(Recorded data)
---*---

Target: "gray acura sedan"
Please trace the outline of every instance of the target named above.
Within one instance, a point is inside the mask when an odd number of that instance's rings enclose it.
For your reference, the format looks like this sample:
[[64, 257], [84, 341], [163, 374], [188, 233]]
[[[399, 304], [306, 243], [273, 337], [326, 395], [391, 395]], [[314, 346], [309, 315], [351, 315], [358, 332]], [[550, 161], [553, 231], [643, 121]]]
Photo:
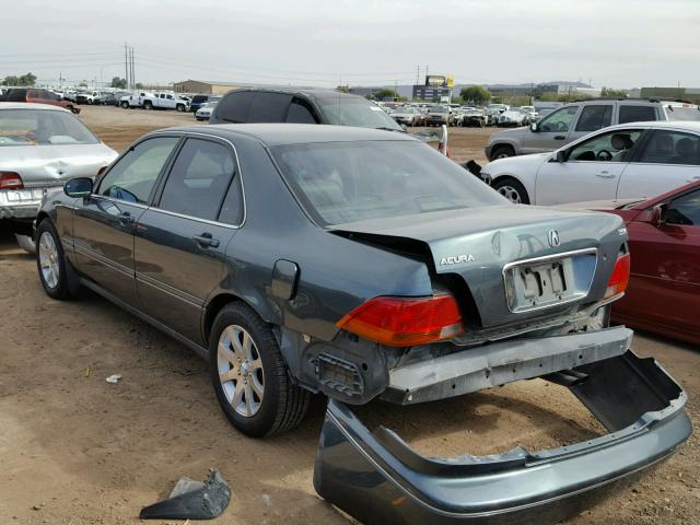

---*---

## Given exercise
Rename "outline" to "boundary" throughout the listing and reproduce its lines with all other text unchanged. Omit the pictures from your answer.

## Result of the exercise
Target: "gray acura sedan"
Please trace the boundary of every instance of the target named above.
Within one instance, a point is inside the mask when an odd number of that instance's rings enclose it.
For your reference, the format looks like this sample:
[[64, 257], [84, 341], [163, 374], [188, 233]]
[[[399, 304], [306, 243], [273, 337], [326, 395], [391, 395]], [[314, 346], [309, 315], [351, 315], [358, 332]], [[550, 161], [553, 231], [643, 121]]]
Photo:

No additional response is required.